═════ GIVEN TEXT
Medicare Part A is the hospital insurance component of Original Medicare. While most people are familiar with the concept of Medicare, many are surprised to learn exactly what Part A covers — and what it doesn’t — and how the cost structure works.
If you’re approaching Medicare eligibility, already enrolled, or helping a family member navigate their coverage, this guide explains everything you need to know about Medicare Part A in 2026.
What Is Medicare Part A?
Medicare Part A is one of two components that make up Original Medicare (the other is Medicare Part B, which covers outpatient care). Part A covers inpatient services — care you receive when you are formally admitted to a hospital, skilled nursing facility, or certain other facilities.
Part A is administered directly by the federal government through the Centers for Medicare & Medicaid Services (CMS). Coverage is standardized nationally — the same services are covered regardless of where you live.
What Does Medicare Part A Cover?
Inpatient Hospital Care
The primary function of Part A is covering inpatient hospital stays — situations where a doctor formally admits you to a hospital. Part A covers:
- Semi-private room (or private if medically necessary)
- Meals during your inpatient stay
- General nursing care
- Hospital services and supplies used during your stay
- Inpatient prescription drugs administered as part of your hospital care
- Physical, occupational, and speech therapy provided during the inpatient stay
- Operating room and recovery room services
- Intensive care and other special care units
Part A covers inpatient care at acute care hospitals, critical access hospitals, inpatient rehabilitation facilities, and long-term care hospitals.
What counts as “inpatient”? You are an inpatient when a doctor formally writes an order admitting you to the hospital. Simply being in a hospital overnight doesn’t make you an inpatient — if you’re there for “observation,” you are technically an outpatient and Part B (not Part A) covers your care. This distinction matters enormously for what you pay.
Skilled Nursing Facility (SNF) Care
Medicare Part A covers short-term care in a skilled nursing facility (SNF) — but only under specific conditions:
- You had a qualifying hospital stay of at least 3 consecutive inpatient days (observation days don’t count)
- You need skilled care — skilled nursing care, physical therapy, occupational therapy, or speech-language pathology services — not just custodial care (help with daily activities)
- You are admitted to the SNF within 30 days of your qualifying hospital stay
- A doctor certifies that you need daily skilled care
If you meet these conditions, Part A covers SNF care as follows:
| Days in SNF | What You Pay (2026) |
|---|---|
| Days 1–20 | $0 (fully covered) |
| Days 21–100 | $217/day coinsurance |
| After 100 days | 100% — Medicare pays nothing |
This 100-day limit is per benefit period, not per year. Many people are surprised to learn that Medicare doesn’t cover long-term nursing home care — only short-term skilled rehabilitative care. If you may eventually need ongoing custodial care, that’s a gap to plan for separately with long-term care insurance or Medicaid long-term care planning.
Home Health Care
Medicare Part A (and Part B) covers home health care services when all of the following are true:
- A doctor certifies that you’re homebound (leaving home requires considerable effort)
══════════
## EXERCISE DETAILS
Can you copy out, word for word, everything in the Medicare Part A guide from "If you’re approaching" down to "Medicare Part A?"?
═════ GIVEN INFORMATION
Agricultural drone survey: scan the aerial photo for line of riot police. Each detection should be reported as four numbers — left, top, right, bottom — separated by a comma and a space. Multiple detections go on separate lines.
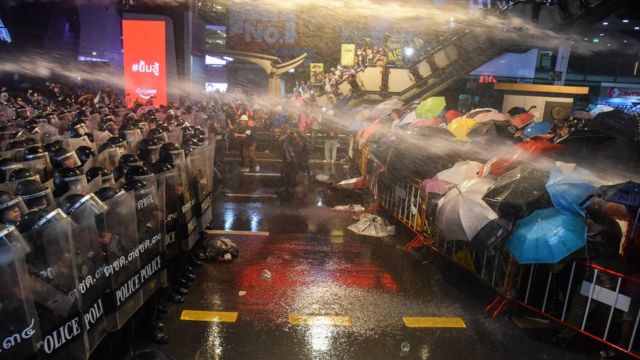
0, 102, 215, 359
══════════
## RESPONSE AREA
If you’re approaching Medicare eligibility, already enrolled, or helping a family member navigate their coverage, this guide explains everything you need to know about Medicare Part A in 2026.
What Is Medicare Part A?